» Point localization data
----

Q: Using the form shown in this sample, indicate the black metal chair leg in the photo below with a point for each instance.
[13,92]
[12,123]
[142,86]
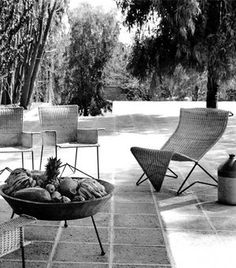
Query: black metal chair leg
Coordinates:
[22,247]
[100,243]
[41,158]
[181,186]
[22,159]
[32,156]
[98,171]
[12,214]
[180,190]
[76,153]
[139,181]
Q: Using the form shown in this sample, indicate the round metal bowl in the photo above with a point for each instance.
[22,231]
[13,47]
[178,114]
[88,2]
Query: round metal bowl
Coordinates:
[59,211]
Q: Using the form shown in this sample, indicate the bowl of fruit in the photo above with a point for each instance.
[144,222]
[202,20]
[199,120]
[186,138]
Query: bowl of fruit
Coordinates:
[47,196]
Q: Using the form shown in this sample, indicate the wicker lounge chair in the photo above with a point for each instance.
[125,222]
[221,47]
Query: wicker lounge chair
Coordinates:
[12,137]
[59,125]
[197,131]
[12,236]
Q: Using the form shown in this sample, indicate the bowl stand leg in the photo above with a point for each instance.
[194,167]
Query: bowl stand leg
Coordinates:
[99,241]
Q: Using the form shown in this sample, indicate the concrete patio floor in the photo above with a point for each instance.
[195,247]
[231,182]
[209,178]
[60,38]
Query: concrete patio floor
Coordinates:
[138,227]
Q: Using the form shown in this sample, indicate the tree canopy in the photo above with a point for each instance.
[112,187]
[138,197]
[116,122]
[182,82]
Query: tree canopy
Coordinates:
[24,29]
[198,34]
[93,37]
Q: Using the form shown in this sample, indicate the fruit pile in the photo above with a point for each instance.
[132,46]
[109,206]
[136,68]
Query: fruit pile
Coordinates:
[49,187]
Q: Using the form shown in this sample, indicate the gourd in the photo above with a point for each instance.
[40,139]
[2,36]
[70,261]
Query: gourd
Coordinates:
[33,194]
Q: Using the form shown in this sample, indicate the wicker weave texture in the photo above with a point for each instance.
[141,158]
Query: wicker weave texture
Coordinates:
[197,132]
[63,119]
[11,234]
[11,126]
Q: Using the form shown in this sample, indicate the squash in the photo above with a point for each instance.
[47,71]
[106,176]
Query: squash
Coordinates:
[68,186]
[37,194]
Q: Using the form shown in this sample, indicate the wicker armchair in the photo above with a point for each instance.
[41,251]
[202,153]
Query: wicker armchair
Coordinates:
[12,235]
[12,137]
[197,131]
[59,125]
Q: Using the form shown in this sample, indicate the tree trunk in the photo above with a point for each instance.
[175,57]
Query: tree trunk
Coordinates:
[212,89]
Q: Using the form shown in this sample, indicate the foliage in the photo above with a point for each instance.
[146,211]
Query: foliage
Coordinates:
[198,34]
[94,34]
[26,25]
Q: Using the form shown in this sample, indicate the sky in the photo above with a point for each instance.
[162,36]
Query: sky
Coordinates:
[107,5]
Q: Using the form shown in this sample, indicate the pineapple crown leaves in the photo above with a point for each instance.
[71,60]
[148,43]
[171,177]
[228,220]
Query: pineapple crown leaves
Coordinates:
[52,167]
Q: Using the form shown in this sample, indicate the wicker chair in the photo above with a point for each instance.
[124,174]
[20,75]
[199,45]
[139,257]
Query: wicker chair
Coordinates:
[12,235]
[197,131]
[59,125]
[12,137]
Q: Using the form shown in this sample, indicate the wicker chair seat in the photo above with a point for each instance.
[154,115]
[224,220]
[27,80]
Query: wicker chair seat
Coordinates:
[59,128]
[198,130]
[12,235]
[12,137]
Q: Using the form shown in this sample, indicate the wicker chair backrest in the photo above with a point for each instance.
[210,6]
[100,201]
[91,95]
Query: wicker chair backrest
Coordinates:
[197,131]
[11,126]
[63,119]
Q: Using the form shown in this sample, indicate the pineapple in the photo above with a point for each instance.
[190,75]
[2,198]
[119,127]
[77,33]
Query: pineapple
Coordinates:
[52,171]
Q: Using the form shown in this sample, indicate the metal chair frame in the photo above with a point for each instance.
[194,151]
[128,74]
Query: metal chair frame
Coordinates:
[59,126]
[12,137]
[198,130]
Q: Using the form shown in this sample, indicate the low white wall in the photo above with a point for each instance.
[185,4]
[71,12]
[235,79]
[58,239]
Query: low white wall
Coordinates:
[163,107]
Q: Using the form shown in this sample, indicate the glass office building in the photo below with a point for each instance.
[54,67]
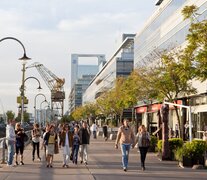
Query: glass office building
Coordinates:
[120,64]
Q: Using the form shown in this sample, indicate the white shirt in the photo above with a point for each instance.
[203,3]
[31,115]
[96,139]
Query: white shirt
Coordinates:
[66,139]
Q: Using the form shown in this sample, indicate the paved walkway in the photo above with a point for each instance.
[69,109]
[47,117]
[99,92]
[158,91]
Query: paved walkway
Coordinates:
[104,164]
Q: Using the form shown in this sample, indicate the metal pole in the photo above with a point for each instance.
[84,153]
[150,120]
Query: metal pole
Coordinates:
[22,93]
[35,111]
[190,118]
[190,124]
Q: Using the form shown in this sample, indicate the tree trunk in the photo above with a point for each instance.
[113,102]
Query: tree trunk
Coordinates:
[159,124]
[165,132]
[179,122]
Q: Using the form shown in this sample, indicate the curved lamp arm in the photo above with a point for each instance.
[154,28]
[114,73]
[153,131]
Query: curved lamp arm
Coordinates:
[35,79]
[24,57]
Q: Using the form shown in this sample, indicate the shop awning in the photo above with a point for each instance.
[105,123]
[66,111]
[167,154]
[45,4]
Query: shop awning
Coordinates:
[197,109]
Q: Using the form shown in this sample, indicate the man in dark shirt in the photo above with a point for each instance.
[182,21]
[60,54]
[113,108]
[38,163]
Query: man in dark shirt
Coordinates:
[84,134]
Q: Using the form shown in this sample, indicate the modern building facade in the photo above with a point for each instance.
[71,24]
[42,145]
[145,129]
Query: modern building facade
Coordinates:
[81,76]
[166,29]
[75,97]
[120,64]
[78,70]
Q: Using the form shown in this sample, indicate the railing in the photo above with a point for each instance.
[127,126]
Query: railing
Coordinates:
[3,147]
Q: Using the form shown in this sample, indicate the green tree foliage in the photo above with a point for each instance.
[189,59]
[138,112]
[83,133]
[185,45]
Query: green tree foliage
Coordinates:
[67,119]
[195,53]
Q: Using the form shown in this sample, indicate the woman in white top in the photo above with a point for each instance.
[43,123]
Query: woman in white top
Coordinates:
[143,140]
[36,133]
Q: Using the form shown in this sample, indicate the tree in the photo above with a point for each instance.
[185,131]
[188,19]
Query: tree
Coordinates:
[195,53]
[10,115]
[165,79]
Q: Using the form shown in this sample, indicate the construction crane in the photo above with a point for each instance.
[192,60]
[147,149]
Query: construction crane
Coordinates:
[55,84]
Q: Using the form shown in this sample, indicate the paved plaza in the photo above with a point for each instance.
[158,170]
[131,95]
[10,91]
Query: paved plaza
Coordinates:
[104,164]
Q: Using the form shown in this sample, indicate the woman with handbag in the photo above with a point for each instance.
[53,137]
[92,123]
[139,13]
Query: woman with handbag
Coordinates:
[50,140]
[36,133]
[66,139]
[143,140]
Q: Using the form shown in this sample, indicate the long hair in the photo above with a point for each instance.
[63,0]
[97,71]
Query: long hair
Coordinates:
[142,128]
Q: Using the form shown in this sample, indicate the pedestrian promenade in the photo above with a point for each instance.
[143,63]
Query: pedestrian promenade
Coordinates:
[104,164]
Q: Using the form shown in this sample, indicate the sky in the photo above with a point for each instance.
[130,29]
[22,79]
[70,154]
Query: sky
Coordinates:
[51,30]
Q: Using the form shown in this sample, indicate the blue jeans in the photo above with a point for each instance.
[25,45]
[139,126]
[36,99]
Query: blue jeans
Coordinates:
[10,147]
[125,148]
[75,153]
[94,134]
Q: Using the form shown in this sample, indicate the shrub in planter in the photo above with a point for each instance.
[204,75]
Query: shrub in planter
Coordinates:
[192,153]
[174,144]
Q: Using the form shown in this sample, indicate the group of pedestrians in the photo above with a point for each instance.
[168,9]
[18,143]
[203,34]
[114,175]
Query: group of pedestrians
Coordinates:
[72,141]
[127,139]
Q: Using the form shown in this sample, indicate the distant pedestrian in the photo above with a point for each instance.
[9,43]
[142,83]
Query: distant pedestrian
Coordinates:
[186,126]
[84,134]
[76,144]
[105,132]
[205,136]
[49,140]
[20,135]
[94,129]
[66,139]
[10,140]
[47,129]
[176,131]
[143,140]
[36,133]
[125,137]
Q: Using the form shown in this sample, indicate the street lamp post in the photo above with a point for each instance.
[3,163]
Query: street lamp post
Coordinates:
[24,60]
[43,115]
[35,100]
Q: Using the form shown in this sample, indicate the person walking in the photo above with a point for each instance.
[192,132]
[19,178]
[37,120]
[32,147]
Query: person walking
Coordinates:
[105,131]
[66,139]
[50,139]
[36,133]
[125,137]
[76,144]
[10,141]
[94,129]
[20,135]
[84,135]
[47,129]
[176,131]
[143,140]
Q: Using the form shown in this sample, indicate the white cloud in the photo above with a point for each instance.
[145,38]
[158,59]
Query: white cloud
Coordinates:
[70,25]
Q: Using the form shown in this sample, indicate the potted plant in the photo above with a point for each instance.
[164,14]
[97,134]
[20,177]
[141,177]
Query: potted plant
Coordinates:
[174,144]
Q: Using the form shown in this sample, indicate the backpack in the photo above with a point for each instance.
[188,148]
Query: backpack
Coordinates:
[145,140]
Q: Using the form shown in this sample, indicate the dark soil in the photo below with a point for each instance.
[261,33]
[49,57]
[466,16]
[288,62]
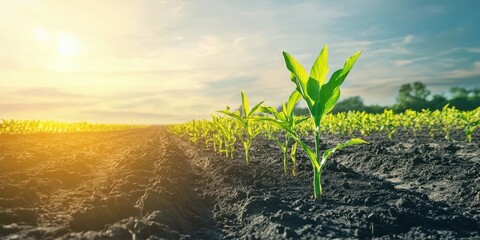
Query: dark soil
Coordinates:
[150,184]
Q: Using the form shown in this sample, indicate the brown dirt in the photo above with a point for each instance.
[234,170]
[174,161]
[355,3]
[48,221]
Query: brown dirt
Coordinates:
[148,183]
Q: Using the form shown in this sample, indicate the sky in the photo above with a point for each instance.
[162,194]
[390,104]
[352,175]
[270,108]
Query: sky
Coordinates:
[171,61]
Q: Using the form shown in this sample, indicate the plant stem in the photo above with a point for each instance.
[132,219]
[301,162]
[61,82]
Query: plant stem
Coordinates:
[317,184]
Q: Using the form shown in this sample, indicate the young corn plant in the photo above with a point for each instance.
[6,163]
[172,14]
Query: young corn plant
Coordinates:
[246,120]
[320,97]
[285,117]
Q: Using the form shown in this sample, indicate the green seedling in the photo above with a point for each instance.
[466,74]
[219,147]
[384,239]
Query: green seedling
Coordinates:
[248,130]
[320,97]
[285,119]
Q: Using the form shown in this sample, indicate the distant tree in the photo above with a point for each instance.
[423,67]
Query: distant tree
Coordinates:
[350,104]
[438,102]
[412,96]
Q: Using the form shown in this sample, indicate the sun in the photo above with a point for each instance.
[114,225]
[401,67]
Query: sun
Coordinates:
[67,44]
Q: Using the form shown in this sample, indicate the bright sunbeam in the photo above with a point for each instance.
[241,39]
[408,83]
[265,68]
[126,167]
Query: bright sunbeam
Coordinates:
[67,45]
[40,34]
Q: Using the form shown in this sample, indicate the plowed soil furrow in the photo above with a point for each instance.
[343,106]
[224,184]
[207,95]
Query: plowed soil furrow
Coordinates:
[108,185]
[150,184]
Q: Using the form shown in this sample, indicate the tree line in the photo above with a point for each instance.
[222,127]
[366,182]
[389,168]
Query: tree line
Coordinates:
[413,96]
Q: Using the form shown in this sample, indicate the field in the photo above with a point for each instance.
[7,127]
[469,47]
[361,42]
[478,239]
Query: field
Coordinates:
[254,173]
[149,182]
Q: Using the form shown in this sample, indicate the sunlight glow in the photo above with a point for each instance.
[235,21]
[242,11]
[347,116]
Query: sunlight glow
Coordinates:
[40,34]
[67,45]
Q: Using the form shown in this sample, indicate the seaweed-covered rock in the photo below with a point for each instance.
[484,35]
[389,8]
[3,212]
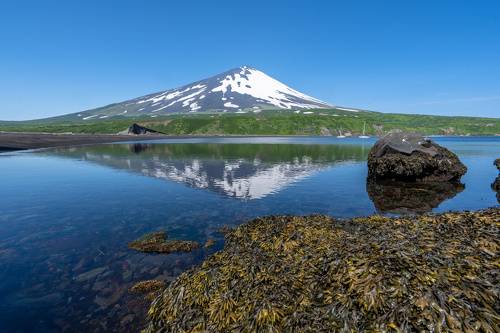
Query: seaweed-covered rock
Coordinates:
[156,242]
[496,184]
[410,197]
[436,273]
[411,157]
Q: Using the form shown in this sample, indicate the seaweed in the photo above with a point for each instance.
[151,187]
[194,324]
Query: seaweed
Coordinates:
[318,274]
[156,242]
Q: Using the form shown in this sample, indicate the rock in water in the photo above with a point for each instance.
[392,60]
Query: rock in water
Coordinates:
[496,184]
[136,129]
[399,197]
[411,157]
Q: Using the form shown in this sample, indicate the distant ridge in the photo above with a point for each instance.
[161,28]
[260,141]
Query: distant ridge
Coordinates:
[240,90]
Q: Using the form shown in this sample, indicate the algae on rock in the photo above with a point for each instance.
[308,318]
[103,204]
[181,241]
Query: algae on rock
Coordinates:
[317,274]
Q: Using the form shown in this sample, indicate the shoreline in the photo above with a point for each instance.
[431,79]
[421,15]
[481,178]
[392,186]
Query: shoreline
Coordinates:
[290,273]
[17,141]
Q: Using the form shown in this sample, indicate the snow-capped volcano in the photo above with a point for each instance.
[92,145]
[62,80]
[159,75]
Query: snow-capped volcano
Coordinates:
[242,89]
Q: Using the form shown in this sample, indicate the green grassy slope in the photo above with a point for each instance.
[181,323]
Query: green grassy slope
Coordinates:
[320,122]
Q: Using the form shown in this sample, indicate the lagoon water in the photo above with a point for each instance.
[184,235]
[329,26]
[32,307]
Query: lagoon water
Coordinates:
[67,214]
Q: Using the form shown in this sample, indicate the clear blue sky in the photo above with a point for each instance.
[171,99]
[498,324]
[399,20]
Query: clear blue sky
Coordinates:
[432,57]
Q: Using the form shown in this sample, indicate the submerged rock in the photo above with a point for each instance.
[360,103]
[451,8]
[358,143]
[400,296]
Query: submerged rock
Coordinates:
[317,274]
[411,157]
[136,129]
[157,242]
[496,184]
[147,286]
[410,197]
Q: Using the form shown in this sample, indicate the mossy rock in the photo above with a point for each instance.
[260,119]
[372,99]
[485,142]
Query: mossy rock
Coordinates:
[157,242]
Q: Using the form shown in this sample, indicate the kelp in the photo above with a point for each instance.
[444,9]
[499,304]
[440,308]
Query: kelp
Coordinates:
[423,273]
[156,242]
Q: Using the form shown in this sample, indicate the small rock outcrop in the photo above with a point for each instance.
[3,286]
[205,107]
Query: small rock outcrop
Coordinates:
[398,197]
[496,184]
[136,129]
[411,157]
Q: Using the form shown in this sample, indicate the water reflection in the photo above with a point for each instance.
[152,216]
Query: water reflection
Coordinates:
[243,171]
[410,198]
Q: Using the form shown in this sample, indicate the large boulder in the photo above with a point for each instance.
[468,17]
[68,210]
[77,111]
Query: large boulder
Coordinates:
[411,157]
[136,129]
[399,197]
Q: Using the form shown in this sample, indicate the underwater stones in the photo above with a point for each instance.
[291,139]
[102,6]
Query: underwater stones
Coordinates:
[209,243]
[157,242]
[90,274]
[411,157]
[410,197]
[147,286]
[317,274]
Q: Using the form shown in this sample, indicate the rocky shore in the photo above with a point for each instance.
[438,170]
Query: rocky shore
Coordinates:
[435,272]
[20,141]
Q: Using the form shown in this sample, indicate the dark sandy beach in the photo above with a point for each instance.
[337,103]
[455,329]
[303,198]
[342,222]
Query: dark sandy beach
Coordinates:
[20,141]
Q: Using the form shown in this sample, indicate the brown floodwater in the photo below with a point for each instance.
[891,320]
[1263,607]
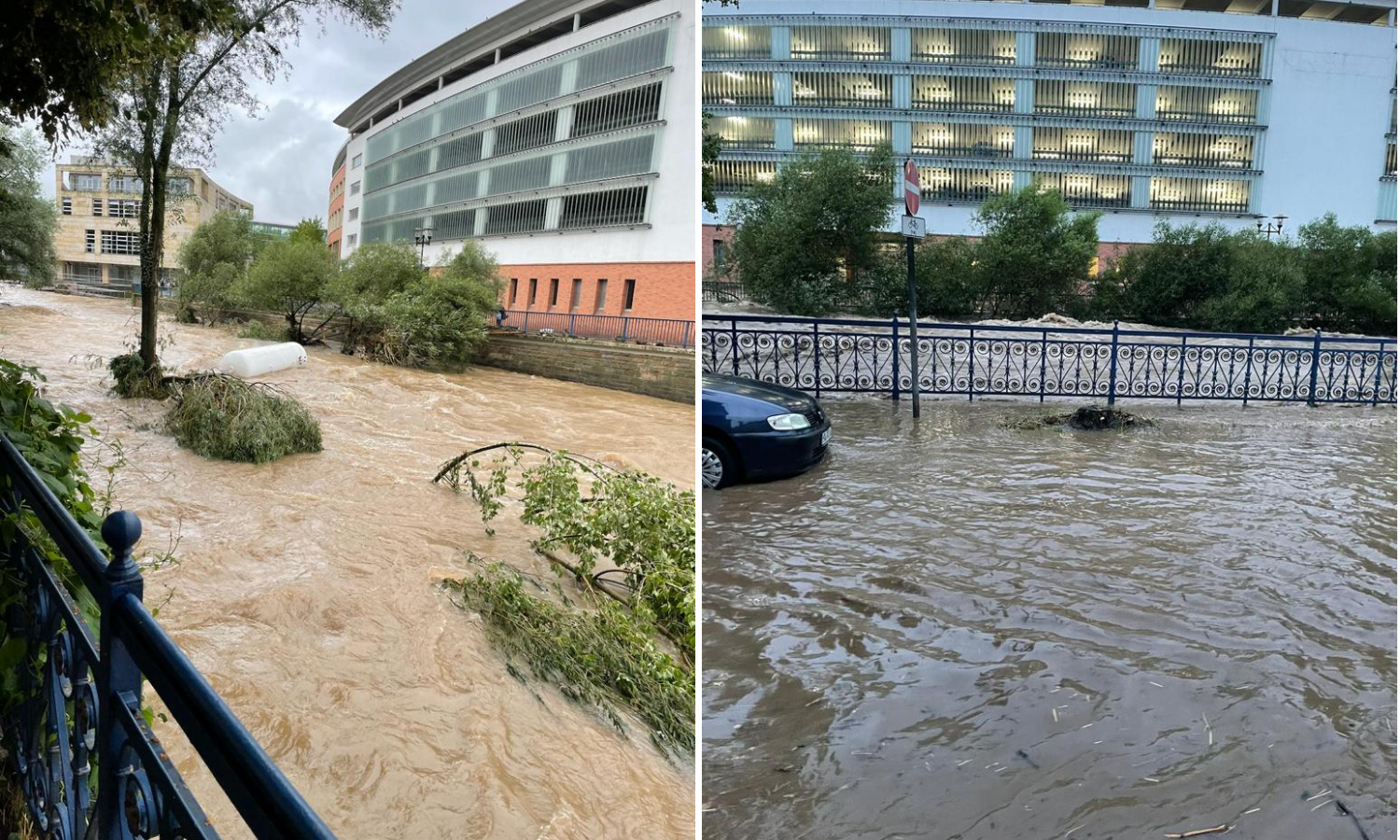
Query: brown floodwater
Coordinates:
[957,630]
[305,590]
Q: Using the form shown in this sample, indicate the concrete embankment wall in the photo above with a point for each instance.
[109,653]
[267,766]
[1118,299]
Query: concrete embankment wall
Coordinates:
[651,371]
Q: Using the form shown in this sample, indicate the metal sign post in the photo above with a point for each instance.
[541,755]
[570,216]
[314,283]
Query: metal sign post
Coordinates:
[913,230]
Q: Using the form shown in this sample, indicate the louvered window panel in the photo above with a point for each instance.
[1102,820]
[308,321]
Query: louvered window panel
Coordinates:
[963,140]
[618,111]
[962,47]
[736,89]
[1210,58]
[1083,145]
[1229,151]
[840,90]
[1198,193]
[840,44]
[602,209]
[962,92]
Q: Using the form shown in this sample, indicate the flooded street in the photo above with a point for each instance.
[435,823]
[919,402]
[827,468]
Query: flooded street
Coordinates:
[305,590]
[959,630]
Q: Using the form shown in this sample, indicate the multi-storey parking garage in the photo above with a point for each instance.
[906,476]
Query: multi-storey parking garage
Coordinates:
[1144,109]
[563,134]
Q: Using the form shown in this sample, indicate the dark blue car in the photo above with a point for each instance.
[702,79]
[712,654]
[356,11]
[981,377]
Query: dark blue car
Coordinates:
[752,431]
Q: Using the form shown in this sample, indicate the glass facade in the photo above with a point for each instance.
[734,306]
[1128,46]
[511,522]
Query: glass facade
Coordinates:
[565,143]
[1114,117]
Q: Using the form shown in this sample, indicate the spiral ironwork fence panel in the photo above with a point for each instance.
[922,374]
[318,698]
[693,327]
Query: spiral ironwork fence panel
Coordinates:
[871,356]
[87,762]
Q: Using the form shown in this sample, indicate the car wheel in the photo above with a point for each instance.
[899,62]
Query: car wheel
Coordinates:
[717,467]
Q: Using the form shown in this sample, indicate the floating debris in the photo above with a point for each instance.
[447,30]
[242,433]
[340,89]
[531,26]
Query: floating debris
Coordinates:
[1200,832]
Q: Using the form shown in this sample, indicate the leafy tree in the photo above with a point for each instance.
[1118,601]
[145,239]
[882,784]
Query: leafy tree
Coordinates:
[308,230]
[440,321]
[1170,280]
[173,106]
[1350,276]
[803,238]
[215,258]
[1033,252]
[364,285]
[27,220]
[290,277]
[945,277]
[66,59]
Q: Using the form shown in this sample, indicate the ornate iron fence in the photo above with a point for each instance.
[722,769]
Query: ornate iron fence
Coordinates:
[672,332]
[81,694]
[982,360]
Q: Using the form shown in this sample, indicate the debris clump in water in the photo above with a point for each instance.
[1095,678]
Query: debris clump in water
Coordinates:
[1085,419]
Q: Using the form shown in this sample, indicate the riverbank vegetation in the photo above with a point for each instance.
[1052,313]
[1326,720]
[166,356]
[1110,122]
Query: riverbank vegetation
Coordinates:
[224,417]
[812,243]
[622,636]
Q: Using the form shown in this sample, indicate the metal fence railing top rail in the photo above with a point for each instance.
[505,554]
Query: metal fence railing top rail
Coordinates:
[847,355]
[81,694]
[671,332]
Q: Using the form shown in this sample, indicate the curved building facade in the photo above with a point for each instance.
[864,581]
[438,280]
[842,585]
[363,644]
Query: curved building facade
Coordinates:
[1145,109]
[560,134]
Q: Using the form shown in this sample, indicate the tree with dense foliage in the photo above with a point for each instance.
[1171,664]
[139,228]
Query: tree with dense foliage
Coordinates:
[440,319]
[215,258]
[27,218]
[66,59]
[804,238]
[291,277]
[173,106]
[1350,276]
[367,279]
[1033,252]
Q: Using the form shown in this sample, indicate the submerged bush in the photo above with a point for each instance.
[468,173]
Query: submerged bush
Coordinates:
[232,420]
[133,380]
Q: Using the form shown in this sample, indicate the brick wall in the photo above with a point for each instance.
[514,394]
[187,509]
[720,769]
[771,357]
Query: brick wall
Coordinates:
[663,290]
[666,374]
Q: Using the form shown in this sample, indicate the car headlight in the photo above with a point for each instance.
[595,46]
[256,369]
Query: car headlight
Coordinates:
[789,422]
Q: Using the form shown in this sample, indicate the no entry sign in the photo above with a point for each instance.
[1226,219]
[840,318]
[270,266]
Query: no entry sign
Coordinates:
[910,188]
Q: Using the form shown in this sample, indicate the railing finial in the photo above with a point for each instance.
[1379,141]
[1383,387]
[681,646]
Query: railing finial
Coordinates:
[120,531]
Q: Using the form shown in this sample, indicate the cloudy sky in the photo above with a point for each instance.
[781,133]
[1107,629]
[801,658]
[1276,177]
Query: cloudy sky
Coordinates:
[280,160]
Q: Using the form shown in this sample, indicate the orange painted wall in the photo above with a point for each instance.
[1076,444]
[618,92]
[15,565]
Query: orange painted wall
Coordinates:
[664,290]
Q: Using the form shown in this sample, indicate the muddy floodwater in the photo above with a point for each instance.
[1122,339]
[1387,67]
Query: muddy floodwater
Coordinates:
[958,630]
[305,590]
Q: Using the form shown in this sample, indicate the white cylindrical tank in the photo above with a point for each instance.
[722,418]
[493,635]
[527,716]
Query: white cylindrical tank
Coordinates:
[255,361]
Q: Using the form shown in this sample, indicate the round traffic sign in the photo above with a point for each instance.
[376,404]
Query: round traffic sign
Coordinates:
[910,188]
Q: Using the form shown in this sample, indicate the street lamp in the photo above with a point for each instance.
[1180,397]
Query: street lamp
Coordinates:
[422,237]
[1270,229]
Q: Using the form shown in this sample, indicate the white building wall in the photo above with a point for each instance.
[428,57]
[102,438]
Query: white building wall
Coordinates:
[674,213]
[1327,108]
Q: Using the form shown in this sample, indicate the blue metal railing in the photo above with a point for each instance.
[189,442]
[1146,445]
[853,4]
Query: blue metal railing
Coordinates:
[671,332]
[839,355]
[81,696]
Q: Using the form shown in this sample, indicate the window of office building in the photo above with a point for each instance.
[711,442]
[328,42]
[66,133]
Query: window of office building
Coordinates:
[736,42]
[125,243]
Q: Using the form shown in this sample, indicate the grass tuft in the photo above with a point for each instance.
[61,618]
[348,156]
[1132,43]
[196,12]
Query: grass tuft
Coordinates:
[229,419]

----

» Activity
Find every line above where the word "reflection" occurs, and copy that line.

» Answer space
Q: Using the form shown in this sample, indicate the water reflection in the photo above with a point for each instance.
Query: water reflection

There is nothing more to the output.